TEXT PROVIDED =
>> start
# You heard it here first



## Scott Greczkowski (Mar 21, 2002)

I now have word that "soon" XM will begin airing classic "American Top 40 with Casey Kasem" shows on its 80's on 8 channel!

I find this exciting as I am a big fan of AT40 and Casey, I have a collection of AT40 LP's (The shows were origionaly sent to the stations on records, 1 record and hour (with commercials) a show would be 4 albums. Radio stations were supposed to distroy the albums after airing them I was lucky to get my hands on a few shows. 

I also have a VERY RARE item from AT40, this rare item is the VERY FINAL American Top 40 which ever aired. The show was hosted by Shadoe Stevens, and this show was sent to stations on CD (Infact I got this on my desk here at my office.) 

Looking over the show notes the final top 10 for January 28th 1995 was as follows.

#10 You Gotta Be - Des'ree
#9 The Rhythm of the Night - Carona
#8 Hold My Hand - Hootie and the Blowfish
#7 Sukiyaki - 4 P.M.
#6 Here Come the HotStepper - Ini Kamoze
#5 I'm the Only One - Melissa Etheridge
#4 Take a Bow - Madonna
#3 Always - Bon Jovi
#2 Another Night - Real McCoy
and the Final #1 song ever on American Top 40
#1 On Bended Knee - Boys II Men

After that Ameican Top 40 became American Top 20 and since that time the music hasn't been quite as good.

I wonder if XM will air the AT40 Shows complete? Hopefully they do air them complete on the weekends I would love that!

Remember you heard it here on DBStalk.COM first.
>> end
DATA PROVIDED =
>> start
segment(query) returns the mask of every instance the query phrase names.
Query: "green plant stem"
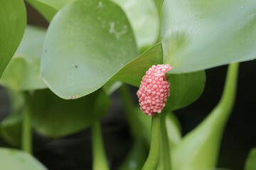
>> end
YOUR TASKS =
1. Write down, without alteration, the passage of the American Top 40 forum post that begins with the words containing "I find this" and ends with "Sukiyaki - 4 P.M.".
2. Resume the American Top 40 forum post, picking up after its final sentence.
The data have no connection to the American Top 40 forum post.

ANSWERS BY TASK =
1.
I find this exciting as I am a big fan of AT40 and Casey, I have a collection of AT40 LP's (The shows were origionaly sent to the stations on records, 1 record and hour (with commercials) a show would be 4 albums. Radio stations were supposed to distroy the albums after airing them I was lucky to get my hands on a few shows. 

I also have a VERY RARE item from AT40, this rare item is the VERY FINAL American Top 40 which ever aired. The show was hosted by Shadoe Stevens, and this show was sent to stations on CD (Infact I got this on my desk here at my office.) 

Looking over the show notes the final top 10 for January 28th 1995 was as follows.

#10 You Gotta Be - Des'ree
#9 The Rhythm of the Night - Carona
#8 Hold My Hand - Hootie and the Blowfish
#7 Sukiyaki - 4 P.M.

2.
----------



## zuma hans (Apr 23, 2002)

It would be cool if this were replicated on Channel 6 and 7 with shows from the 60s and 70s.

There are several old syndicated shows that would be awesome on the decades channels: the King Biscuit Flour Hour, Rockline, etc.

I heard a promo for the National Lampoon Radio Hour but missed the details. If these are from the early 70s, and you've never heard them, they will kill you. Gilda radner, John Belushi, Michael O'Donohue, Chevy Chase and the rest of the writers and actors who went to work for NBC in 1975!

Does anyone remember Flashback? It was a terrifically-produced late 60s/early 70s show that captured the Woodstock era beautifully - much like Sixties on Six does now, but with an FM sensibility.

That show would be a perfect fit for 70s on 7.

And hearing the Grateful Dead Radio Hour on XM40 Deep Tracks every Sunday morning, while driving to work at 6am pacific, has made the worst day of my workweek the BEST.

I cannot tell you the thrill of driving down empty LA Freeways as the sun comes up, listening to old Dead jams. Incredible!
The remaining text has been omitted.